For this exercise, output the line containing "ceiling fan blade" and all lines after it to the end of the records, exactly, with no other content.

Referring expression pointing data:
Start of Block

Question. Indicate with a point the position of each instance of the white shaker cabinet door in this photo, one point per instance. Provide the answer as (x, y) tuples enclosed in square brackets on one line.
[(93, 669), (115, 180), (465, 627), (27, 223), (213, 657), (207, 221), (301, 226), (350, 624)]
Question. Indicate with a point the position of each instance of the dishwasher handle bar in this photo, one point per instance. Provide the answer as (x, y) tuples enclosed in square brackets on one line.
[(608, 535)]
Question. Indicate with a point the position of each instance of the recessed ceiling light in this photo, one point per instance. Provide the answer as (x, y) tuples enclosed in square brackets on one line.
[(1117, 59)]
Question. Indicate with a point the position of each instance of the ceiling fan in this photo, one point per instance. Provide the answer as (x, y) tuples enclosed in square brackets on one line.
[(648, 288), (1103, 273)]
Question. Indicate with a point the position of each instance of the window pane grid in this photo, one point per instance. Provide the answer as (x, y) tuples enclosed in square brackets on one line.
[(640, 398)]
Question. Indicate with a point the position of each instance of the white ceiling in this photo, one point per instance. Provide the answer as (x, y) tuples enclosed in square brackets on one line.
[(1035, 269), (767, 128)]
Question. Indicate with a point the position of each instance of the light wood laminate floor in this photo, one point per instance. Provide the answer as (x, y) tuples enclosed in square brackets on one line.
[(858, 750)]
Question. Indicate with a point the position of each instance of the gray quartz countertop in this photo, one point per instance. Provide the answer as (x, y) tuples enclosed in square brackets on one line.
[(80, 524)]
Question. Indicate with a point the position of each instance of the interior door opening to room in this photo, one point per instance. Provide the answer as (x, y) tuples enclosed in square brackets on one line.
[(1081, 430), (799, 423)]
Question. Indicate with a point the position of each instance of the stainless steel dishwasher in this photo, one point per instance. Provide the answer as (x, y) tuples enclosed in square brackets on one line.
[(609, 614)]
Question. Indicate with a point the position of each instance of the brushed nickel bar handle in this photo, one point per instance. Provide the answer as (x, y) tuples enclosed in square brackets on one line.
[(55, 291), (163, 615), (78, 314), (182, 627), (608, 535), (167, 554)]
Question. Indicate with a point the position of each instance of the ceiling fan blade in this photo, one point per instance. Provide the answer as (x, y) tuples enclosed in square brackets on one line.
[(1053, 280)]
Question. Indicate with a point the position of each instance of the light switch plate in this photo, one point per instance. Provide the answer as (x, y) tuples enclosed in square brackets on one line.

End of Block

▶ [SOLUTION TO THIS PROBLEM]
Question. Indicate with a point the position of each instance of the ceiling fan blade in this photo, one point per instance. Provide the answer as (x, y) tuples enclosed in square brackets on one line.
[(1053, 280)]
Question. Indicate with a point the position of each instance of the light switch plate in this photo, one point per instance. Provide the answer as (x, y) tuples enclosed in square brackets on one line.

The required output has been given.